- [Task objective]:
Filter these entries down to the lines that hold the word "jeans", and show each of them.

- [Supplied entries]:
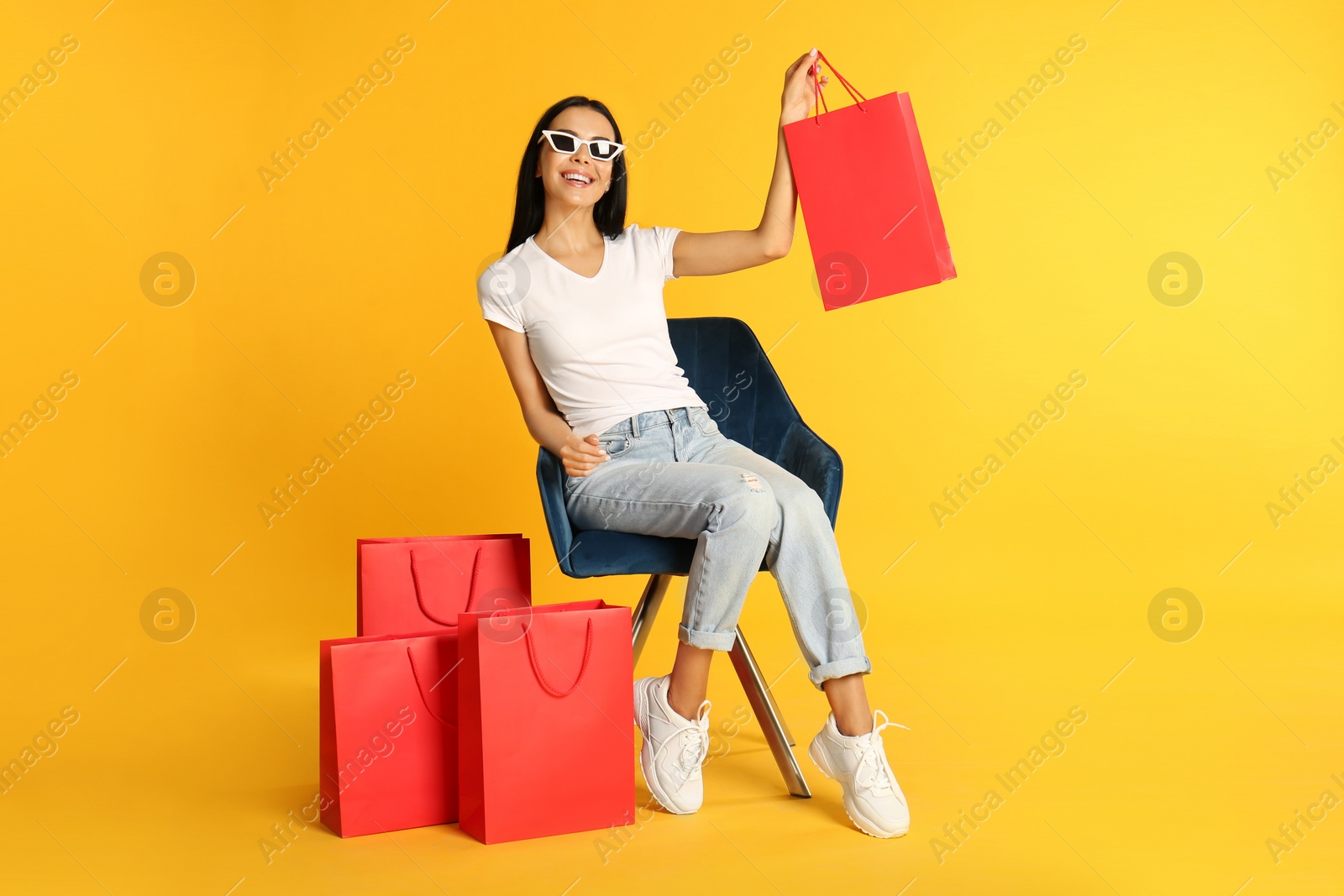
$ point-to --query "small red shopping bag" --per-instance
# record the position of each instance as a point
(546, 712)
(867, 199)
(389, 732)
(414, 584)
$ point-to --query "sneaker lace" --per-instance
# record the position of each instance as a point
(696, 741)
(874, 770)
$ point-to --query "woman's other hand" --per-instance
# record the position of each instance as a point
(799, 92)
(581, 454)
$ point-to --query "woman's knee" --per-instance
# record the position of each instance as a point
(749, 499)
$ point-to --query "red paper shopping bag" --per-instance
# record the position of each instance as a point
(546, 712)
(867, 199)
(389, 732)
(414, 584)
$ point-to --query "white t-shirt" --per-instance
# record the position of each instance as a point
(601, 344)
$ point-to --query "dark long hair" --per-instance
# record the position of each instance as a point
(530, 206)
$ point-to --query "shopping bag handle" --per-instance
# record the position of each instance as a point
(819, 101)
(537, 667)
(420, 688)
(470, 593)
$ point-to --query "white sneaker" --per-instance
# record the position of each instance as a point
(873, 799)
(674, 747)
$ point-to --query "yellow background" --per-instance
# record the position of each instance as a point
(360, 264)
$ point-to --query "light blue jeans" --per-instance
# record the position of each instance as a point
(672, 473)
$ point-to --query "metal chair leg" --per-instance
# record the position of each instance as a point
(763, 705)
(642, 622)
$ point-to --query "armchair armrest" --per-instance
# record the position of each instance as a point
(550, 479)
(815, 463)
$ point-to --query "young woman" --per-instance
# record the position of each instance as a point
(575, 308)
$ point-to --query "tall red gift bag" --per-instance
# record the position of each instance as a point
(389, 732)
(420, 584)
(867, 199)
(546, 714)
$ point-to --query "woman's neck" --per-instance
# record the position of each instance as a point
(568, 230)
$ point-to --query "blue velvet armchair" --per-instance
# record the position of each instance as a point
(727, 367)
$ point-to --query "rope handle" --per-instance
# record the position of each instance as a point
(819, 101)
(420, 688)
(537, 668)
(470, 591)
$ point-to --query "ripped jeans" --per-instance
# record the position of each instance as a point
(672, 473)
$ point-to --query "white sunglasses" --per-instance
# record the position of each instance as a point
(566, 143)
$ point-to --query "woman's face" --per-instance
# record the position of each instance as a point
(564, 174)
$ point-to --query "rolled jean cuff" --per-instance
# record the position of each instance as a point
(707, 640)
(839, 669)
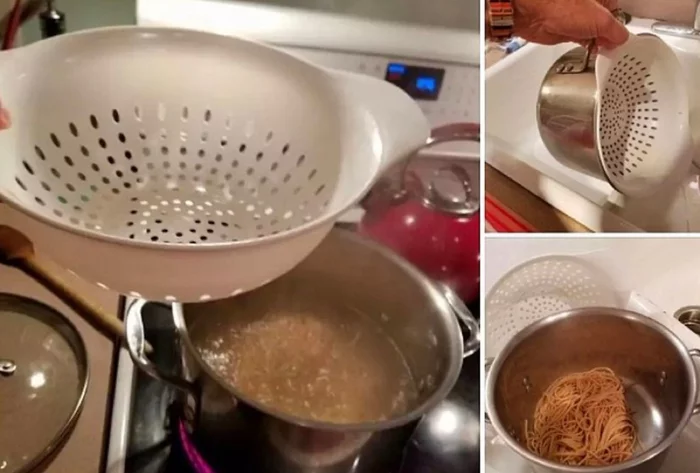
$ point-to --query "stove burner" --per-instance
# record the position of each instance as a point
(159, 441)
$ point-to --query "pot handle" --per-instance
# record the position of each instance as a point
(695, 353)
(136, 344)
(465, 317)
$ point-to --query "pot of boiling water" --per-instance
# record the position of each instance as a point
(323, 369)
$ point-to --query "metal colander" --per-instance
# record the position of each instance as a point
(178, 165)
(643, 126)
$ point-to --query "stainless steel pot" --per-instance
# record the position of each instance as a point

* * *

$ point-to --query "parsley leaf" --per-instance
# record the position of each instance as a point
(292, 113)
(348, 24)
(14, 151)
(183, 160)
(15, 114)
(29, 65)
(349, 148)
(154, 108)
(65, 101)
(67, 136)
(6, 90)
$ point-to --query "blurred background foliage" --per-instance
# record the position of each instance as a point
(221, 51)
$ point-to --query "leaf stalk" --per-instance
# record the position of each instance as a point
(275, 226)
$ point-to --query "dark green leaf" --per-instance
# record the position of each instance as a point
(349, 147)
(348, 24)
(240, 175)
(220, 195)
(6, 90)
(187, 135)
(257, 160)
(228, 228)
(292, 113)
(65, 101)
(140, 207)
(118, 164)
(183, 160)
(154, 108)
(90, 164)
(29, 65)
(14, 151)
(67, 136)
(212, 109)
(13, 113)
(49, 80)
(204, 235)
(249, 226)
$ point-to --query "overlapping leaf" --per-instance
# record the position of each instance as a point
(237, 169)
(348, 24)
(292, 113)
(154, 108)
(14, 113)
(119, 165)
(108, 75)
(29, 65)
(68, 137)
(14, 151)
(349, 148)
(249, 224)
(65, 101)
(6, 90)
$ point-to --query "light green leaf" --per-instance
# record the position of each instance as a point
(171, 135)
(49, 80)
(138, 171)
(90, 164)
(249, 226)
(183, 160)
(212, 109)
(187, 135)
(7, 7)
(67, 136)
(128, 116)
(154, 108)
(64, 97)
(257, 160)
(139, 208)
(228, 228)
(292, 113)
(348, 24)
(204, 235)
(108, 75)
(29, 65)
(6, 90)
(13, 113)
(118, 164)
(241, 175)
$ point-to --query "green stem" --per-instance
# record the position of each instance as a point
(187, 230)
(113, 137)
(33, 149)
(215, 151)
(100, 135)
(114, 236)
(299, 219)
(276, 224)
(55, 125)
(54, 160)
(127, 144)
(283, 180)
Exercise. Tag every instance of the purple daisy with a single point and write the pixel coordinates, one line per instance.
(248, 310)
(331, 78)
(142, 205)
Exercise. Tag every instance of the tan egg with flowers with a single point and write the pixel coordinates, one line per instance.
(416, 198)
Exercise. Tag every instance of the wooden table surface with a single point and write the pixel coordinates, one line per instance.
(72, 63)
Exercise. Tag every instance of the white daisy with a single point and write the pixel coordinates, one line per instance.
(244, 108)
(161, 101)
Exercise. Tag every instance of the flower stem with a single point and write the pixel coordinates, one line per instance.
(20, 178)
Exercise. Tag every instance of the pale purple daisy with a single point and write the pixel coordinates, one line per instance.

- [Task answer]:
$ point-to --query "light blue jeans" --per-instance
$ point-to --query "ripped jeans" --per-instance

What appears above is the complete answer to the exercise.